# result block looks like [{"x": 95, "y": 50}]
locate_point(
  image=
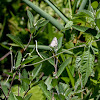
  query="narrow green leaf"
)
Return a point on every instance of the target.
[
  {"x": 85, "y": 13},
  {"x": 31, "y": 18},
  {"x": 63, "y": 66},
  {"x": 86, "y": 66},
  {"x": 56, "y": 10},
  {"x": 70, "y": 76},
  {"x": 85, "y": 29},
  {"x": 5, "y": 89},
  {"x": 44, "y": 14},
  {"x": 28, "y": 60},
  {"x": 16, "y": 40},
  {"x": 28, "y": 97},
  {"x": 36, "y": 71},
  {"x": 45, "y": 91},
  {"x": 51, "y": 61},
  {"x": 19, "y": 57}
]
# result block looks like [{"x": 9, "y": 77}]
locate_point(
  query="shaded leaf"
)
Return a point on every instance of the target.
[{"x": 16, "y": 40}]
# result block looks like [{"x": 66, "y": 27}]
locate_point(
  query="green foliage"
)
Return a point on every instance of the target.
[{"x": 69, "y": 70}]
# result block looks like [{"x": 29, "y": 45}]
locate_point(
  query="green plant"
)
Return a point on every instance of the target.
[{"x": 68, "y": 69}]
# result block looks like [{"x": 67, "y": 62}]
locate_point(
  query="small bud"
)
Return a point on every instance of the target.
[{"x": 54, "y": 42}]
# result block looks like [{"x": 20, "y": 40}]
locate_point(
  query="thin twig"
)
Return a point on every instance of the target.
[
  {"x": 37, "y": 50},
  {"x": 5, "y": 55},
  {"x": 13, "y": 80}
]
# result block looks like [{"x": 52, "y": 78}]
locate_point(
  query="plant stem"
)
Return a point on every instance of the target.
[
  {"x": 3, "y": 92},
  {"x": 28, "y": 42}
]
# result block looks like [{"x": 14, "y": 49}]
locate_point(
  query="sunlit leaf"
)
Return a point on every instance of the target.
[{"x": 16, "y": 39}]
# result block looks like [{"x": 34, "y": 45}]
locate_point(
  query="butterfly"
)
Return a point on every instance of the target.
[{"x": 54, "y": 42}]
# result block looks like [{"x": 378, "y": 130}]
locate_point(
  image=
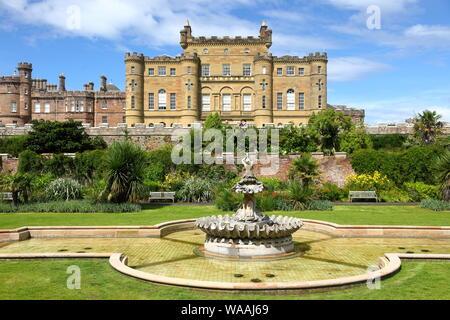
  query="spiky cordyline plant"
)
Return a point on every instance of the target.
[{"x": 125, "y": 163}]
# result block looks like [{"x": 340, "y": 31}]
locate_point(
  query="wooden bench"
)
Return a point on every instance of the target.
[
  {"x": 363, "y": 195},
  {"x": 6, "y": 196},
  {"x": 162, "y": 196}
]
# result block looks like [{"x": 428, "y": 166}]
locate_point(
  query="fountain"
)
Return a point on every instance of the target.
[{"x": 248, "y": 233}]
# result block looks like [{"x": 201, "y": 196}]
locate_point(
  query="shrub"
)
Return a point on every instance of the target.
[
  {"x": 435, "y": 205},
  {"x": 195, "y": 190},
  {"x": 63, "y": 190},
  {"x": 367, "y": 182},
  {"x": 319, "y": 205},
  {"x": 59, "y": 165},
  {"x": 227, "y": 200},
  {"x": 388, "y": 141},
  {"x": 420, "y": 191},
  {"x": 331, "y": 192},
  {"x": 394, "y": 195},
  {"x": 73, "y": 206}
]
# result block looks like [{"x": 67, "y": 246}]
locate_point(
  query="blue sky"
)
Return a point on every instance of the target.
[{"x": 392, "y": 72}]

+--

#### [Work to do]
Restate the entire listing word for word, excluding pictures.

#### [Solution to this task]
# result block looks like [{"x": 95, "y": 50}]
locate_point(
  image=
  query="narrow green leaf"
)
Return a point on every instance of the target.
[
  {"x": 85, "y": 13},
  {"x": 31, "y": 18},
  {"x": 63, "y": 66},
  {"x": 86, "y": 66},
  {"x": 56, "y": 10},
  {"x": 70, "y": 76},
  {"x": 85, "y": 29},
  {"x": 5, "y": 89},
  {"x": 44, "y": 14},
  {"x": 28, "y": 60},
  {"x": 16, "y": 40},
  {"x": 28, "y": 97},
  {"x": 36, "y": 71},
  {"x": 45, "y": 91},
  {"x": 51, "y": 61},
  {"x": 19, "y": 57}
]
# result block looks like [{"x": 9, "y": 77}]
locate_point(
  query="shaded leaf"
)
Return a point on every instance of the target.
[{"x": 16, "y": 40}]
# result block looks like [{"x": 66, "y": 27}]
locate_point(
  query="green foliage"
)
Return a point on every instance of the target.
[{"x": 69, "y": 70}]
# result block looks like [{"x": 29, "y": 45}]
locate_point(
  query="green plant"
)
Return a point on every instance of the target.
[{"x": 68, "y": 69}]
# result block looks like [{"x": 67, "y": 62}]
locate_point(
  query="small bud"
)
Return a point on every instance of the target.
[{"x": 54, "y": 42}]
# result block looks like [{"x": 20, "y": 40}]
locate_point(
  query="thin twig"
)
Return a point on every instance of the target.
[
  {"x": 37, "y": 50},
  {"x": 5, "y": 55},
  {"x": 13, "y": 80}
]
# result block looks like [{"x": 52, "y": 78}]
locate_point(
  query="plant stem"
)
Return a point on every instance of the target.
[
  {"x": 3, "y": 92},
  {"x": 28, "y": 42}
]
# result block looks like [{"x": 14, "y": 49}]
locate_point(
  query="sunlit leaf"
)
Return a point on every instance of the target.
[{"x": 16, "y": 39}]
# result block looks like [{"x": 34, "y": 45}]
locate_point(
  query="butterfly"
)
Return a point on every instance of the target.
[{"x": 54, "y": 42}]
# result block looks like [{"x": 378, "y": 130}]
locate_point(
  image=
  query="spiky cordyline plant"
)
Return a point on every instance of the target.
[{"x": 125, "y": 163}]
# result block looks like [{"x": 340, "y": 31}]
locate_point(
  query="wooden bench"
)
Return a point on every instance of the target.
[
  {"x": 363, "y": 195},
  {"x": 6, "y": 196},
  {"x": 162, "y": 196}
]
# result block looks like [{"x": 428, "y": 166}]
locate_point(
  query="fountain"
)
Return a point on every instance of the target.
[{"x": 248, "y": 233}]
# result block looks like [{"x": 201, "y": 196}]
locate_point(
  query="shrub"
)
Return a point on every instance of the target.
[
  {"x": 435, "y": 205},
  {"x": 195, "y": 190},
  {"x": 63, "y": 190},
  {"x": 367, "y": 182},
  {"x": 319, "y": 205},
  {"x": 59, "y": 165},
  {"x": 227, "y": 200},
  {"x": 388, "y": 141},
  {"x": 420, "y": 191},
  {"x": 331, "y": 192},
  {"x": 394, "y": 195},
  {"x": 73, "y": 206}
]
# result block looks like [{"x": 67, "y": 246}]
locate_point(
  query="blue sky"
)
Return a point on every instance of the target.
[{"x": 392, "y": 72}]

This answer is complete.